▶ _TO DO_
Identify every line in the listing below that contains the word "jacket" and copy each one. Case counts.

[START OF RECORDED DATA]

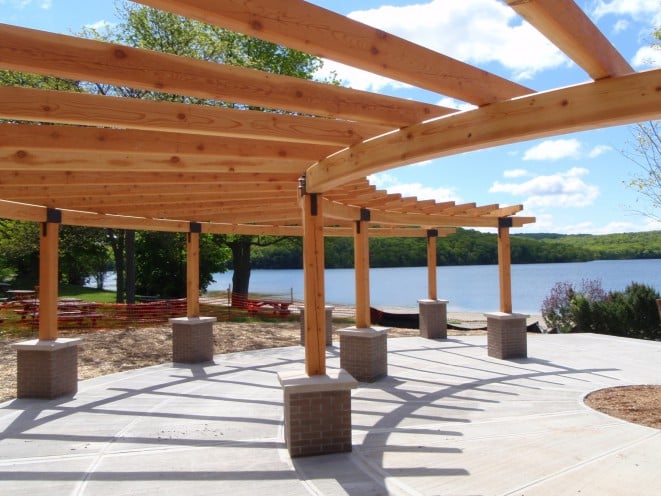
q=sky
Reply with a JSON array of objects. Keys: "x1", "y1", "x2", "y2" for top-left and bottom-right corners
[{"x1": 0, "y1": 0, "x2": 661, "y2": 234}]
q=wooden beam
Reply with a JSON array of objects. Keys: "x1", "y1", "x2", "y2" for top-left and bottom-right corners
[
  {"x1": 0, "y1": 149, "x2": 311, "y2": 175},
  {"x1": 0, "y1": 179, "x2": 296, "y2": 200},
  {"x1": 186, "y1": 232, "x2": 200, "y2": 318},
  {"x1": 0, "y1": 123, "x2": 340, "y2": 161},
  {"x1": 39, "y1": 222, "x2": 60, "y2": 341},
  {"x1": 306, "y1": 69, "x2": 661, "y2": 193},
  {"x1": 498, "y1": 219, "x2": 512, "y2": 313},
  {"x1": 302, "y1": 195, "x2": 326, "y2": 376},
  {"x1": 0, "y1": 170, "x2": 298, "y2": 186},
  {"x1": 0, "y1": 86, "x2": 392, "y2": 146},
  {"x1": 140, "y1": 0, "x2": 531, "y2": 105},
  {"x1": 0, "y1": 200, "x2": 47, "y2": 222},
  {"x1": 505, "y1": 0, "x2": 634, "y2": 79},
  {"x1": 0, "y1": 24, "x2": 455, "y2": 127},
  {"x1": 353, "y1": 220, "x2": 372, "y2": 329}
]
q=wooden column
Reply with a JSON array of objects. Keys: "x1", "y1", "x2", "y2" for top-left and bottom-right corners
[
  {"x1": 186, "y1": 223, "x2": 200, "y2": 318},
  {"x1": 353, "y1": 215, "x2": 372, "y2": 329},
  {"x1": 39, "y1": 210, "x2": 61, "y2": 341},
  {"x1": 498, "y1": 217, "x2": 512, "y2": 313},
  {"x1": 427, "y1": 229, "x2": 438, "y2": 300},
  {"x1": 302, "y1": 193, "x2": 326, "y2": 376}
]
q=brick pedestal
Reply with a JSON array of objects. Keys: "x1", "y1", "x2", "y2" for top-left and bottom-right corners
[
  {"x1": 14, "y1": 338, "x2": 80, "y2": 400},
  {"x1": 299, "y1": 305, "x2": 335, "y2": 346},
  {"x1": 278, "y1": 370, "x2": 357, "y2": 458},
  {"x1": 337, "y1": 327, "x2": 390, "y2": 382},
  {"x1": 485, "y1": 312, "x2": 528, "y2": 360},
  {"x1": 170, "y1": 317, "x2": 216, "y2": 363},
  {"x1": 418, "y1": 300, "x2": 448, "y2": 339}
]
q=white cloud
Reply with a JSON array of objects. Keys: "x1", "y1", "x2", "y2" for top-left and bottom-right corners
[
  {"x1": 592, "y1": 0, "x2": 660, "y2": 19},
  {"x1": 588, "y1": 145, "x2": 613, "y2": 158},
  {"x1": 85, "y1": 20, "x2": 115, "y2": 33},
  {"x1": 523, "y1": 139, "x2": 581, "y2": 160},
  {"x1": 330, "y1": 0, "x2": 571, "y2": 89},
  {"x1": 503, "y1": 169, "x2": 528, "y2": 177},
  {"x1": 613, "y1": 19, "x2": 630, "y2": 33},
  {"x1": 631, "y1": 46, "x2": 661, "y2": 68},
  {"x1": 367, "y1": 172, "x2": 463, "y2": 203},
  {"x1": 489, "y1": 167, "x2": 599, "y2": 208}
]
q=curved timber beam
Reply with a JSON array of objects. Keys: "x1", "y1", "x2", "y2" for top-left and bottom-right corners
[{"x1": 306, "y1": 69, "x2": 661, "y2": 193}]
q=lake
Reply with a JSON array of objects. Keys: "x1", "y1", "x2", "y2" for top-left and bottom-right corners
[{"x1": 208, "y1": 259, "x2": 661, "y2": 314}]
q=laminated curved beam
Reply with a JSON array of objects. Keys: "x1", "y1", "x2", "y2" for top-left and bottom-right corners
[
  {"x1": 139, "y1": 0, "x2": 532, "y2": 105},
  {"x1": 306, "y1": 69, "x2": 661, "y2": 193}
]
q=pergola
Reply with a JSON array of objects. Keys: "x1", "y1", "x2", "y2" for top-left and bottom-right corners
[{"x1": 0, "y1": 0, "x2": 661, "y2": 454}]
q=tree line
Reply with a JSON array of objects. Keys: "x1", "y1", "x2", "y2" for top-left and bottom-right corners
[{"x1": 252, "y1": 229, "x2": 661, "y2": 269}]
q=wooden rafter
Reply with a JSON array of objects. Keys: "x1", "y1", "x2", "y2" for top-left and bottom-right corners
[
  {"x1": 505, "y1": 0, "x2": 634, "y2": 79},
  {"x1": 140, "y1": 0, "x2": 532, "y2": 105},
  {"x1": 0, "y1": 24, "x2": 454, "y2": 127},
  {"x1": 0, "y1": 86, "x2": 390, "y2": 146},
  {"x1": 306, "y1": 69, "x2": 661, "y2": 192}
]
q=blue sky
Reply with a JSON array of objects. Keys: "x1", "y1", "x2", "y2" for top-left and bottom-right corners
[{"x1": 0, "y1": 0, "x2": 661, "y2": 234}]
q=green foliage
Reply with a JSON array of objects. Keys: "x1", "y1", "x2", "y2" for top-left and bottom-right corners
[
  {"x1": 135, "y1": 231, "x2": 229, "y2": 298},
  {"x1": 542, "y1": 280, "x2": 661, "y2": 340}
]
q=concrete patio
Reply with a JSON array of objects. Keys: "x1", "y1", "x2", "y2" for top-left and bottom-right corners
[{"x1": 0, "y1": 334, "x2": 661, "y2": 496}]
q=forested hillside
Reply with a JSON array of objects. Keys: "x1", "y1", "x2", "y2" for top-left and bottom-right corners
[{"x1": 253, "y1": 229, "x2": 661, "y2": 269}]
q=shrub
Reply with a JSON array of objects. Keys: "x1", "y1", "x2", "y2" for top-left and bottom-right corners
[{"x1": 542, "y1": 280, "x2": 661, "y2": 340}]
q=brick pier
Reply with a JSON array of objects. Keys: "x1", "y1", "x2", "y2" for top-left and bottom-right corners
[
  {"x1": 337, "y1": 327, "x2": 390, "y2": 382},
  {"x1": 278, "y1": 370, "x2": 357, "y2": 458},
  {"x1": 485, "y1": 312, "x2": 528, "y2": 360},
  {"x1": 14, "y1": 338, "x2": 80, "y2": 399},
  {"x1": 170, "y1": 317, "x2": 216, "y2": 363}
]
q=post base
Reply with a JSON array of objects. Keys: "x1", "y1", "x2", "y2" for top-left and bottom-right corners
[
  {"x1": 278, "y1": 370, "x2": 357, "y2": 458},
  {"x1": 418, "y1": 300, "x2": 448, "y2": 339},
  {"x1": 170, "y1": 317, "x2": 216, "y2": 363},
  {"x1": 337, "y1": 327, "x2": 390, "y2": 382},
  {"x1": 14, "y1": 338, "x2": 80, "y2": 400},
  {"x1": 485, "y1": 312, "x2": 528, "y2": 360},
  {"x1": 299, "y1": 305, "x2": 335, "y2": 346}
]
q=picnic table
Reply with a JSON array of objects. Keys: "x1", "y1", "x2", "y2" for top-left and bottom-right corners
[
  {"x1": 5, "y1": 289, "x2": 37, "y2": 301},
  {"x1": 14, "y1": 298, "x2": 103, "y2": 325},
  {"x1": 246, "y1": 300, "x2": 291, "y2": 315}
]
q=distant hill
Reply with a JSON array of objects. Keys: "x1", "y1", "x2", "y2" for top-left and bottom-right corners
[{"x1": 252, "y1": 229, "x2": 661, "y2": 269}]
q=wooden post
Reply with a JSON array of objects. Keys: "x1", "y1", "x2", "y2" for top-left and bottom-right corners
[
  {"x1": 39, "y1": 210, "x2": 61, "y2": 341},
  {"x1": 302, "y1": 193, "x2": 326, "y2": 376},
  {"x1": 427, "y1": 229, "x2": 438, "y2": 300},
  {"x1": 498, "y1": 217, "x2": 512, "y2": 313},
  {"x1": 186, "y1": 223, "x2": 200, "y2": 318},
  {"x1": 353, "y1": 220, "x2": 372, "y2": 329}
]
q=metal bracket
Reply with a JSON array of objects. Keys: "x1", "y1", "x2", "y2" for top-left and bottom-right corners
[
  {"x1": 310, "y1": 193, "x2": 319, "y2": 217},
  {"x1": 498, "y1": 217, "x2": 514, "y2": 228},
  {"x1": 298, "y1": 176, "x2": 308, "y2": 196},
  {"x1": 41, "y1": 208, "x2": 62, "y2": 236}
]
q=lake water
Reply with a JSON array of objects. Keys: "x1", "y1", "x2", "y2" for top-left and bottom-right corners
[{"x1": 208, "y1": 259, "x2": 661, "y2": 314}]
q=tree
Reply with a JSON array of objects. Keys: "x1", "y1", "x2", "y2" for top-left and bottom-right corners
[
  {"x1": 83, "y1": 2, "x2": 326, "y2": 302},
  {"x1": 625, "y1": 121, "x2": 661, "y2": 221},
  {"x1": 624, "y1": 28, "x2": 661, "y2": 221}
]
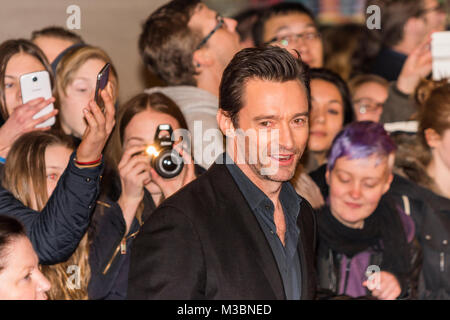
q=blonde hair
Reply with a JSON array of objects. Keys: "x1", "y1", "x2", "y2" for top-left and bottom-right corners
[
  {"x1": 55, "y1": 45, "x2": 119, "y2": 99},
  {"x1": 3, "y1": 131, "x2": 90, "y2": 300}
]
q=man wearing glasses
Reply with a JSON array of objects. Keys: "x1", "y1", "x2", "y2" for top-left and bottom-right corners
[
  {"x1": 253, "y1": 2, "x2": 323, "y2": 68},
  {"x1": 139, "y1": 0, "x2": 241, "y2": 168}
]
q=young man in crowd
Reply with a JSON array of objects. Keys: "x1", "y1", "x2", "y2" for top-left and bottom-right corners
[
  {"x1": 128, "y1": 47, "x2": 316, "y2": 300},
  {"x1": 139, "y1": 0, "x2": 241, "y2": 168},
  {"x1": 253, "y1": 2, "x2": 323, "y2": 68}
]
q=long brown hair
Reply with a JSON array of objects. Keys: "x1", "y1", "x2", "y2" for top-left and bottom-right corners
[
  {"x1": 3, "y1": 131, "x2": 90, "y2": 300},
  {"x1": 0, "y1": 39, "x2": 53, "y2": 120},
  {"x1": 396, "y1": 79, "x2": 450, "y2": 195},
  {"x1": 107, "y1": 92, "x2": 188, "y2": 168}
]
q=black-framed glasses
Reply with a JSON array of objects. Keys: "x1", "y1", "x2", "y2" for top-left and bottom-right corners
[
  {"x1": 264, "y1": 31, "x2": 320, "y2": 47},
  {"x1": 353, "y1": 98, "x2": 384, "y2": 114},
  {"x1": 420, "y1": 2, "x2": 445, "y2": 15},
  {"x1": 196, "y1": 15, "x2": 225, "y2": 50}
]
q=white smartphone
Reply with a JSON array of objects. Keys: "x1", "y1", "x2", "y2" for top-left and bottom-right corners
[
  {"x1": 20, "y1": 71, "x2": 55, "y2": 128},
  {"x1": 431, "y1": 31, "x2": 450, "y2": 80}
]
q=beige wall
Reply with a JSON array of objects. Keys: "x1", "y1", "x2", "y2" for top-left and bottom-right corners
[{"x1": 0, "y1": 0, "x2": 167, "y2": 102}]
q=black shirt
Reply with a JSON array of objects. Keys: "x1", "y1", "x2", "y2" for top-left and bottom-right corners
[{"x1": 226, "y1": 154, "x2": 302, "y2": 300}]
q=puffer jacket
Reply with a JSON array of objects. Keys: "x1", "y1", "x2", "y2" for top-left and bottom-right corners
[{"x1": 0, "y1": 152, "x2": 103, "y2": 264}]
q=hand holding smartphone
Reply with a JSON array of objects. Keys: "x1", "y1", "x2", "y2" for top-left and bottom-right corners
[
  {"x1": 20, "y1": 71, "x2": 55, "y2": 128},
  {"x1": 431, "y1": 31, "x2": 450, "y2": 81},
  {"x1": 95, "y1": 63, "x2": 111, "y2": 112}
]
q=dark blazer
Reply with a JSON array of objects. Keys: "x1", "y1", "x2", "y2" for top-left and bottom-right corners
[{"x1": 128, "y1": 164, "x2": 316, "y2": 300}]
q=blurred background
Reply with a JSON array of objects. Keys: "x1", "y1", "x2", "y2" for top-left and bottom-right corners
[{"x1": 0, "y1": 0, "x2": 449, "y2": 101}]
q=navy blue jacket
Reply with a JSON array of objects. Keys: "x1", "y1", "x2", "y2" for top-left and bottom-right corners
[{"x1": 0, "y1": 152, "x2": 103, "y2": 264}]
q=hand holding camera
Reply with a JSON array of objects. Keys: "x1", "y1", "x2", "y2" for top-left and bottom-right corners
[
  {"x1": 146, "y1": 124, "x2": 195, "y2": 198},
  {"x1": 118, "y1": 146, "x2": 151, "y2": 232}
]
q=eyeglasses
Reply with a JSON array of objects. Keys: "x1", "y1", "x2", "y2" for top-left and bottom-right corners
[
  {"x1": 264, "y1": 31, "x2": 320, "y2": 47},
  {"x1": 195, "y1": 15, "x2": 225, "y2": 50},
  {"x1": 353, "y1": 98, "x2": 383, "y2": 114}
]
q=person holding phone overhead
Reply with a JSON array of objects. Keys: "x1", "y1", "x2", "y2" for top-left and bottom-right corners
[
  {"x1": 0, "y1": 39, "x2": 58, "y2": 163},
  {"x1": 55, "y1": 45, "x2": 119, "y2": 139},
  {"x1": 0, "y1": 39, "x2": 115, "y2": 264}
]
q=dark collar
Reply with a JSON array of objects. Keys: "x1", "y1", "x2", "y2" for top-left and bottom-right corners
[{"x1": 224, "y1": 153, "x2": 302, "y2": 215}]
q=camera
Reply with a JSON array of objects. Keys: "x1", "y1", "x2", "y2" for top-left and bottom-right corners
[{"x1": 145, "y1": 124, "x2": 184, "y2": 179}]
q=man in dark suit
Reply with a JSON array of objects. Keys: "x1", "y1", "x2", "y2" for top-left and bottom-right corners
[{"x1": 128, "y1": 47, "x2": 316, "y2": 300}]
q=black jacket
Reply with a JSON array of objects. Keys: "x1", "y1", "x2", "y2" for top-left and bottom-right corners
[
  {"x1": 390, "y1": 173, "x2": 450, "y2": 300},
  {"x1": 0, "y1": 152, "x2": 103, "y2": 264},
  {"x1": 88, "y1": 189, "x2": 155, "y2": 300},
  {"x1": 128, "y1": 164, "x2": 316, "y2": 300},
  {"x1": 317, "y1": 195, "x2": 422, "y2": 299}
]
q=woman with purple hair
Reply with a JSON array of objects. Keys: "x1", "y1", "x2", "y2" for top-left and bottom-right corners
[{"x1": 317, "y1": 121, "x2": 420, "y2": 300}]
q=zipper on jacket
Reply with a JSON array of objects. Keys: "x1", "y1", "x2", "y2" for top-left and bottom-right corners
[
  {"x1": 343, "y1": 256, "x2": 352, "y2": 294},
  {"x1": 102, "y1": 231, "x2": 139, "y2": 274}
]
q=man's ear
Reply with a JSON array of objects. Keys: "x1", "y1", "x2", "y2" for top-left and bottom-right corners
[
  {"x1": 216, "y1": 108, "x2": 235, "y2": 138},
  {"x1": 424, "y1": 128, "x2": 441, "y2": 148},
  {"x1": 192, "y1": 48, "x2": 214, "y2": 72}
]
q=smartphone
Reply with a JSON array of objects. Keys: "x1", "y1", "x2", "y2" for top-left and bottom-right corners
[
  {"x1": 20, "y1": 71, "x2": 55, "y2": 128},
  {"x1": 431, "y1": 31, "x2": 450, "y2": 80},
  {"x1": 95, "y1": 63, "x2": 111, "y2": 111}
]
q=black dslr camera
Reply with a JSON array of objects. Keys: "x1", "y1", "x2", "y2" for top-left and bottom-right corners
[{"x1": 145, "y1": 124, "x2": 184, "y2": 179}]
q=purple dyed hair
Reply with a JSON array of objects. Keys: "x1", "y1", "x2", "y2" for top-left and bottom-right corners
[{"x1": 327, "y1": 121, "x2": 397, "y2": 171}]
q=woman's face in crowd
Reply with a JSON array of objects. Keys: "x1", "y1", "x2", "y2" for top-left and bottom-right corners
[
  {"x1": 263, "y1": 13, "x2": 323, "y2": 68},
  {"x1": 4, "y1": 52, "x2": 45, "y2": 114},
  {"x1": 58, "y1": 59, "x2": 116, "y2": 138},
  {"x1": 353, "y1": 82, "x2": 388, "y2": 122},
  {"x1": 45, "y1": 144, "x2": 73, "y2": 198},
  {"x1": 0, "y1": 236, "x2": 51, "y2": 300},
  {"x1": 431, "y1": 129, "x2": 450, "y2": 171},
  {"x1": 326, "y1": 155, "x2": 393, "y2": 229},
  {"x1": 123, "y1": 109, "x2": 185, "y2": 193},
  {"x1": 308, "y1": 79, "x2": 344, "y2": 156}
]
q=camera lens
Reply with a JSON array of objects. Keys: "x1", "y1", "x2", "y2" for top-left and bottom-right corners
[{"x1": 154, "y1": 150, "x2": 184, "y2": 179}]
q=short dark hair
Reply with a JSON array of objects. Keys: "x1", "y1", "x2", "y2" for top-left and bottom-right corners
[
  {"x1": 310, "y1": 68, "x2": 355, "y2": 126},
  {"x1": 0, "y1": 215, "x2": 27, "y2": 272},
  {"x1": 139, "y1": 0, "x2": 202, "y2": 86},
  {"x1": 253, "y1": 2, "x2": 317, "y2": 47},
  {"x1": 31, "y1": 26, "x2": 84, "y2": 44},
  {"x1": 219, "y1": 46, "x2": 311, "y2": 128},
  {"x1": 233, "y1": 8, "x2": 261, "y2": 41}
]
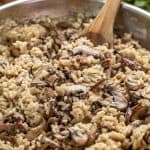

[END OF RECORDED DATA]

▶ _COMPLETED EXERCISE_
q=puffer jacket
q=navy blue jacket
q=black jacket
q=zipper on jacket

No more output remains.